Requirements: Rewrite the listing with "Return value" swapped for "Output" and everything else kept the same. Leave out the pictures.

** BEGIN Material shown **

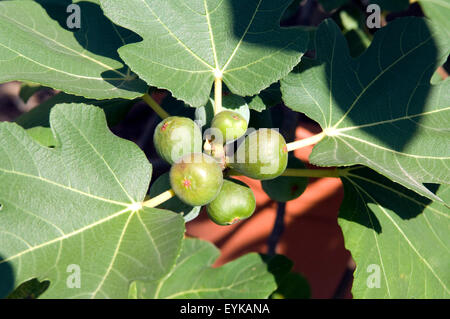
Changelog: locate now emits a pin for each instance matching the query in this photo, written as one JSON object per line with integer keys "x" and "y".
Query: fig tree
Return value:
{"x": 232, "y": 125}
{"x": 196, "y": 179}
{"x": 175, "y": 137}
{"x": 235, "y": 202}
{"x": 262, "y": 155}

** END Material shown **

Answer to this exercise:
Changelog: locate now emits a pin for each instance matching the query in this photo, written as one JSON object per line with integer keys "x" and "y".
Query: fig tree
Output:
{"x": 232, "y": 125}
{"x": 196, "y": 179}
{"x": 175, "y": 137}
{"x": 235, "y": 202}
{"x": 262, "y": 155}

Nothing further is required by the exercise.